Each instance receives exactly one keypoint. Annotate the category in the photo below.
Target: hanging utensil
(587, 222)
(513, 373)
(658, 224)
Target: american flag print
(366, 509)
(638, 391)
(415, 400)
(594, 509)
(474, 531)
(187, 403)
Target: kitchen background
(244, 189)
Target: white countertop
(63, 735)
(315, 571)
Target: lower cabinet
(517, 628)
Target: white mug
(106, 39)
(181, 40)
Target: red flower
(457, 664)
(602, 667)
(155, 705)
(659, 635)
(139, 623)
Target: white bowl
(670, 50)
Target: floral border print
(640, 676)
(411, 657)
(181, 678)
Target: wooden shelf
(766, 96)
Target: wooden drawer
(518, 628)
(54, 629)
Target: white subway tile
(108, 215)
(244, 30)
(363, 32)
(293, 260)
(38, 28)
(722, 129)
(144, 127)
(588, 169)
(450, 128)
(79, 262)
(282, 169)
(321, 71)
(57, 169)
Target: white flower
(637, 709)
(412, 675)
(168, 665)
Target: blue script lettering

========================

• _Your instructions_: When you reach the line that contains "Target: white mug" in the material above, please copy it and every line after it exactly, stopping only at the last line.

• _The answer_:
Target: white mug
(106, 39)
(181, 40)
Target: red flower
(457, 664)
(602, 667)
(155, 705)
(659, 635)
(139, 623)
Target: white bowl
(670, 50)
Target: floral border print
(640, 676)
(411, 657)
(181, 678)
Target: wooden shelf
(766, 96)
Target: wooden drawer
(518, 628)
(54, 629)
Target: white subway tile
(108, 215)
(244, 30)
(363, 32)
(293, 260)
(38, 28)
(722, 129)
(144, 127)
(588, 169)
(450, 128)
(79, 262)
(282, 169)
(321, 71)
(57, 169)
Target: white flower
(637, 709)
(412, 675)
(168, 665)
Target: blue script lettering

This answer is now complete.